Job: Copy the lines verbatim, beginning with the line that contains "find metal railing" and continuing through the end of the data, and only those lines.

Task inputs:
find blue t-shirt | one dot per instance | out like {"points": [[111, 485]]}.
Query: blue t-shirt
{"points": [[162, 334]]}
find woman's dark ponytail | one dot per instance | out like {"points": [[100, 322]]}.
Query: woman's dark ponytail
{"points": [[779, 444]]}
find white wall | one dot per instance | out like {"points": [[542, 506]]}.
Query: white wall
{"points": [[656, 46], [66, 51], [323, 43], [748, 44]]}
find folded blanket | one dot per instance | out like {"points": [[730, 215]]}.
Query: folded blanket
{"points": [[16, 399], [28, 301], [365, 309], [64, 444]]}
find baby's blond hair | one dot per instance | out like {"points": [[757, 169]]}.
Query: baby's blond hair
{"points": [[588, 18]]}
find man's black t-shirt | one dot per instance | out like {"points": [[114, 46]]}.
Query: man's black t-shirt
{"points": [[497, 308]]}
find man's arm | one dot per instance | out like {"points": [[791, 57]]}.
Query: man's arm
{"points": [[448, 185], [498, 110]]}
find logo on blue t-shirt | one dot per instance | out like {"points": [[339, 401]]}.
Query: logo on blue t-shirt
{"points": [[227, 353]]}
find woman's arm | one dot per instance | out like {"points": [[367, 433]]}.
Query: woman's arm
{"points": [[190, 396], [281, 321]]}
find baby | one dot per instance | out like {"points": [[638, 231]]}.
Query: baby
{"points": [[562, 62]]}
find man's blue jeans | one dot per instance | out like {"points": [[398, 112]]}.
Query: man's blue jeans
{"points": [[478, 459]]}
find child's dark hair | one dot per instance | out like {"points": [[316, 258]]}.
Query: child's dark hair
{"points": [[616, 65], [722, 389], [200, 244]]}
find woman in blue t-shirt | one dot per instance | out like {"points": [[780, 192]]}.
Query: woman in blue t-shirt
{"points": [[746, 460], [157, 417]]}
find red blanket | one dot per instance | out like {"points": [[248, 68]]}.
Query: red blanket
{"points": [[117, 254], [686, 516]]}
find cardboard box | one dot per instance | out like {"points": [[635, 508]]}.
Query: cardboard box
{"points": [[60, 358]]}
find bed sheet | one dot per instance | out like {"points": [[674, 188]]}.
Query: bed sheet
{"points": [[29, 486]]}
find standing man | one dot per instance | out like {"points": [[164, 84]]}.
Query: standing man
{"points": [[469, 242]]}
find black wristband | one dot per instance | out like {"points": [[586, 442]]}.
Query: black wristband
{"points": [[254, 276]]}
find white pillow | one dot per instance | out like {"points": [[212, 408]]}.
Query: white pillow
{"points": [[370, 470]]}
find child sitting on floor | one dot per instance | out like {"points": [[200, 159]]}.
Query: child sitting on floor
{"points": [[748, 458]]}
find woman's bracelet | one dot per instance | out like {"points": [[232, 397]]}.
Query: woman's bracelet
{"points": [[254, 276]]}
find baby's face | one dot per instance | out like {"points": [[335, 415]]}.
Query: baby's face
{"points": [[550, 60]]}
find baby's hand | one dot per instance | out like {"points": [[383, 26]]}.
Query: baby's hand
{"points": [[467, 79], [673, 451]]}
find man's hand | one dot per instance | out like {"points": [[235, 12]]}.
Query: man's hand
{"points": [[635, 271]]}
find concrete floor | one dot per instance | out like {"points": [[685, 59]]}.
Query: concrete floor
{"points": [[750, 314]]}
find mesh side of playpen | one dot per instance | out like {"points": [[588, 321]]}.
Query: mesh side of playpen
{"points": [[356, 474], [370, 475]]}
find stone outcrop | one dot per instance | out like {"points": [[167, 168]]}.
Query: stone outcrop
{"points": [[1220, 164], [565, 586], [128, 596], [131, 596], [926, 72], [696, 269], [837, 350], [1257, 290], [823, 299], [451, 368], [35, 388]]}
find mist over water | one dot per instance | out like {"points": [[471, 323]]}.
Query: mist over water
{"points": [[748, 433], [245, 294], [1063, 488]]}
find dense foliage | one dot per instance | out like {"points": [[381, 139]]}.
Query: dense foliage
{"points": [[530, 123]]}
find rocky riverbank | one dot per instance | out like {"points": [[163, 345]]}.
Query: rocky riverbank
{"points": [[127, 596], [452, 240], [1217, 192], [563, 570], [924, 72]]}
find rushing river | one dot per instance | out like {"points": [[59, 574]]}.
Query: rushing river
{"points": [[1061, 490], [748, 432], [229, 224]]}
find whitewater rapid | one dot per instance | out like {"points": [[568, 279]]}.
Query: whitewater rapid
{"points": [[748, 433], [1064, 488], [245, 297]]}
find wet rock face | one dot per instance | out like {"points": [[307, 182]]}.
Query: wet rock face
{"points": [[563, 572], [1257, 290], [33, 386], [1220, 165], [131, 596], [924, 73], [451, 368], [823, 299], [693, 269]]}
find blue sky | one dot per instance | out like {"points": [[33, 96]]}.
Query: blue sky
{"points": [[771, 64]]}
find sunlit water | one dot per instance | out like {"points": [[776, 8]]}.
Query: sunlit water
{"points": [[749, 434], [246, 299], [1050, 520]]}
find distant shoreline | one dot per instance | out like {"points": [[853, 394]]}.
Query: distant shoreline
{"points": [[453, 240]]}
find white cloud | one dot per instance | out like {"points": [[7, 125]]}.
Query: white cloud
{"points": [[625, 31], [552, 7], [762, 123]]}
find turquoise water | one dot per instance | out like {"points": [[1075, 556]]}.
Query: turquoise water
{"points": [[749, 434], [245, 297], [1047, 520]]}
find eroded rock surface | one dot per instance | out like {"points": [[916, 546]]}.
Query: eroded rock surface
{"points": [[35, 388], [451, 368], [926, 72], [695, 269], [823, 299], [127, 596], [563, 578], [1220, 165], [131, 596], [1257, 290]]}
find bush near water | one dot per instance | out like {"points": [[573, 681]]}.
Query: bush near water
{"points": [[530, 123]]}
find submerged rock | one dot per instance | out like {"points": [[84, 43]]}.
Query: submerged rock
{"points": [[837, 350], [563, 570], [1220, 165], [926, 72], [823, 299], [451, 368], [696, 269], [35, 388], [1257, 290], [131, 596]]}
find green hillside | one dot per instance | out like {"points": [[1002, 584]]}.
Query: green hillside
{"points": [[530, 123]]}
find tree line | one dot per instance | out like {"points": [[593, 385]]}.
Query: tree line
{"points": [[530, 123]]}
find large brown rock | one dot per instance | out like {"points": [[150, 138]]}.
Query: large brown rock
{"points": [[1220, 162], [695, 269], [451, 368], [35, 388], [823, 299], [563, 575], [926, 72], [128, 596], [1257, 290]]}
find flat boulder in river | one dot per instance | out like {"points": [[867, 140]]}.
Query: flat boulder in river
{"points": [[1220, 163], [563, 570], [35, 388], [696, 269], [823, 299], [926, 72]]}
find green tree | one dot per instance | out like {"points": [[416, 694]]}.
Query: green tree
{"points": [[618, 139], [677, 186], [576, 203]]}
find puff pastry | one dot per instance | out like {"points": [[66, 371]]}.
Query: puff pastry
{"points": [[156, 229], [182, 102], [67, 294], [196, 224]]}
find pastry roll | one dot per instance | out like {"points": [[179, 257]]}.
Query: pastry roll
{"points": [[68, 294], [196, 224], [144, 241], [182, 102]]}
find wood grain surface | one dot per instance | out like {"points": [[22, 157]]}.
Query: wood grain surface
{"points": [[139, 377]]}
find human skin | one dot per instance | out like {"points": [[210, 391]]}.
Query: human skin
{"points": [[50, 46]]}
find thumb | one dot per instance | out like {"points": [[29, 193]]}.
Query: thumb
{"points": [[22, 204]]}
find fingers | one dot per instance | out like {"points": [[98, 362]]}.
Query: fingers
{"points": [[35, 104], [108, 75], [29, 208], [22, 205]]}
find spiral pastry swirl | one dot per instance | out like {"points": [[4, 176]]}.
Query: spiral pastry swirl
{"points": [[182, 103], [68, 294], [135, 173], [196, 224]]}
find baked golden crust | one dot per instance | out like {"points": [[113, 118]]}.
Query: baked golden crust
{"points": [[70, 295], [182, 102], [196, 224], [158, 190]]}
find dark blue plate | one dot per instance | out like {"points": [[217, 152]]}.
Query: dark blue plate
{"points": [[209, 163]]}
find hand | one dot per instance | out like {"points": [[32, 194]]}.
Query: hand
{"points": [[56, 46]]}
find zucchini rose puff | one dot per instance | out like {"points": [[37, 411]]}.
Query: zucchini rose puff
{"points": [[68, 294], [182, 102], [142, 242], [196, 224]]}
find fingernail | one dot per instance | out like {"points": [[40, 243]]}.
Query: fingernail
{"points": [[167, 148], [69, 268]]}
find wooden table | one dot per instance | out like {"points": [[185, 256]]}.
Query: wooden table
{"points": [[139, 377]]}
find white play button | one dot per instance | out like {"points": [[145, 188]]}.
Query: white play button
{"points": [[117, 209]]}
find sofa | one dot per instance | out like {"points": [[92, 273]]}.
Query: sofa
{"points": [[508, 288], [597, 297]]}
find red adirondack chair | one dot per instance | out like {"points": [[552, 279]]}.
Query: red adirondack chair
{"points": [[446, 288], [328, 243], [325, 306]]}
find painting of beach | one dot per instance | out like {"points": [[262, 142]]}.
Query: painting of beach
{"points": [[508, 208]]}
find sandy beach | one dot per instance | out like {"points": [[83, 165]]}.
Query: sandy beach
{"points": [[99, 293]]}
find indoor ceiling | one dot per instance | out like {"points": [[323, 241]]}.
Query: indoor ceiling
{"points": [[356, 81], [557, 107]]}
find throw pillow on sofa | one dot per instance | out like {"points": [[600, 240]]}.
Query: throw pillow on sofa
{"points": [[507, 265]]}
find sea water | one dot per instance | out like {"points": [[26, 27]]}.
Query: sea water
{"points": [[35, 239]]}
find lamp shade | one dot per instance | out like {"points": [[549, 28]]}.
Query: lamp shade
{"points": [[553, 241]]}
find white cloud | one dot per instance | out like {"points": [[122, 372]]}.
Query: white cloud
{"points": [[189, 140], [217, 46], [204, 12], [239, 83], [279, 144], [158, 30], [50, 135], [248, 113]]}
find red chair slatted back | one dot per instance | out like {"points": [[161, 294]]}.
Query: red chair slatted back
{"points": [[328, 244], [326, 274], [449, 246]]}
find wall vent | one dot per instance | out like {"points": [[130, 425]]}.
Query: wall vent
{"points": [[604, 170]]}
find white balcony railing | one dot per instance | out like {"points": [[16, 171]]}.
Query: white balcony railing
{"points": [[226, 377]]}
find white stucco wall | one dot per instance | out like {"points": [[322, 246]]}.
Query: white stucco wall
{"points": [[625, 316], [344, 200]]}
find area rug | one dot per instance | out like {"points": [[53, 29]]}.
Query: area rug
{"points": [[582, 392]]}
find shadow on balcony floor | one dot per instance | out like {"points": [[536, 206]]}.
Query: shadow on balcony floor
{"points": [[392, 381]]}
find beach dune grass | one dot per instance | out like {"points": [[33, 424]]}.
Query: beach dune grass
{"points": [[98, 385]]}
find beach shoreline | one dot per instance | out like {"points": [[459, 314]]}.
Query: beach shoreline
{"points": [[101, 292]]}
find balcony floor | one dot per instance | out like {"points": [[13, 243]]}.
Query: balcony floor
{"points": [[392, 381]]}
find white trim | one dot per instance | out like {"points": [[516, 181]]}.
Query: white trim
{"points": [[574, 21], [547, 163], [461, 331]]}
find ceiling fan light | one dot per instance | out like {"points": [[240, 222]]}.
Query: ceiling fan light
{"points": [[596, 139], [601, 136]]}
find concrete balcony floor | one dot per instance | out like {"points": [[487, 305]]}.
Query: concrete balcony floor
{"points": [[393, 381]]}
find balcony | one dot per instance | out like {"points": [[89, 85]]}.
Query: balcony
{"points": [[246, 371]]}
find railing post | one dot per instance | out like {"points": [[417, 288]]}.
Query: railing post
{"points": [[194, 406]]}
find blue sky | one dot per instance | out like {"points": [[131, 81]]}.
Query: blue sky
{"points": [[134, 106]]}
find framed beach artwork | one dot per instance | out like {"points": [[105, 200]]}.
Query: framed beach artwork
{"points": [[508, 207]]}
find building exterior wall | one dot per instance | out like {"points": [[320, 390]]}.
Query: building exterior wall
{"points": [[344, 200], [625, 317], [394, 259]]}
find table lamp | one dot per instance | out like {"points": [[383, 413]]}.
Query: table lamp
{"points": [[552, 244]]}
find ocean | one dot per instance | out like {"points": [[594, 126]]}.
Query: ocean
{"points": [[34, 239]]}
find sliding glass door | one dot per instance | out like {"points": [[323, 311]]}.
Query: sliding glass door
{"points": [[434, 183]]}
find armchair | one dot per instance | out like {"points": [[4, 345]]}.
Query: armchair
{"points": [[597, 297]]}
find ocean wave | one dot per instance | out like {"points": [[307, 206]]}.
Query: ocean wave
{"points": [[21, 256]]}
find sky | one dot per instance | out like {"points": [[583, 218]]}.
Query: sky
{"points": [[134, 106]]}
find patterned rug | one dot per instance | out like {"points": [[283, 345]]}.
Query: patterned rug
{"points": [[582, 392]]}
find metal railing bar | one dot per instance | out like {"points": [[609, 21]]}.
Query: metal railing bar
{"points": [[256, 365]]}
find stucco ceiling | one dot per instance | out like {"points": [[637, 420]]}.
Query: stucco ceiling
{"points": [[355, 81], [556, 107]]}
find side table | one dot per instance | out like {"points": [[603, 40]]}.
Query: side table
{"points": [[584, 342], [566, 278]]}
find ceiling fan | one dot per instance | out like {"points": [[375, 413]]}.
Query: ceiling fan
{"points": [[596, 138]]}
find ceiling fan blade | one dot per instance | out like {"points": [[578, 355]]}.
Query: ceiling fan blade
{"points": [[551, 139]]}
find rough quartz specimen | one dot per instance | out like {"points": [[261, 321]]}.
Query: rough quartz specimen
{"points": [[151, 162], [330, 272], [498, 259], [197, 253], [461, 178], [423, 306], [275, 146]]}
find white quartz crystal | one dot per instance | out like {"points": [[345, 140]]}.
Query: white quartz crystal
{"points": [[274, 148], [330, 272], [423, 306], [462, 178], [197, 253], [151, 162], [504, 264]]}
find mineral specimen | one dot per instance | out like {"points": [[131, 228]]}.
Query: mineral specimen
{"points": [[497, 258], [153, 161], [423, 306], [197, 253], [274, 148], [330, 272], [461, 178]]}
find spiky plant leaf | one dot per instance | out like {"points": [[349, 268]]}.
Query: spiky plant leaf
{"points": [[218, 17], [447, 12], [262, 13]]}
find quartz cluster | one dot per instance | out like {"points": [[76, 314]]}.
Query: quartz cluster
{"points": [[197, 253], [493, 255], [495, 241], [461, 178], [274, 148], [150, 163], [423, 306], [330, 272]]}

Exercise result:
find metal railing bar | one dot per instance | out like {"points": [[609, 21]]}.
Query: metal railing bar
{"points": [[256, 365]]}
find stucco ceiling | one dot per instance | out like {"points": [[637, 420]]}.
Query: stucco ceiling
{"points": [[355, 81], [556, 107]]}
find side table | one dot per instance | out like {"points": [[603, 40]]}.
Query: side table
{"points": [[584, 342], [566, 278]]}
find ceiling fan | one dot per instance | out like {"points": [[375, 413]]}.
Query: ceiling fan
{"points": [[596, 138]]}
find ceiling fan blade | one dot per instance | out like {"points": [[578, 355]]}.
Query: ceiling fan blade
{"points": [[551, 139]]}
find rough quartz specimen | one dot per instance | out like {"points": [[261, 321]]}.
Query: rough quartz specimen
{"points": [[151, 162], [330, 272], [498, 259], [197, 253], [461, 178], [423, 306], [275, 146]]}
find white quartz crystal | one dot per instance | out like {"points": [[345, 140]]}.
Query: white quartz crystal
{"points": [[274, 148], [330, 272], [423, 306], [462, 178], [197, 253], [151, 162], [504, 264]]}
find mineral specimen | one dot per instance | out like {"points": [[131, 228]]}.
Query: mineral specimen
{"points": [[497, 258], [153, 161], [423, 306], [197, 253], [274, 148], [330, 272], [461, 178]]}
find spiky plant leaf | one dot per instance | out like {"points": [[349, 268]]}.
Query: spiky plant leaf
{"points": [[218, 17], [447, 12], [262, 13]]}
find quartz cluster | one dot per instance | out like {"points": [[76, 314]]}.
Query: quartz cluster
{"points": [[197, 253], [493, 255], [495, 241], [461, 178], [274, 148], [150, 163], [423, 306], [330, 272]]}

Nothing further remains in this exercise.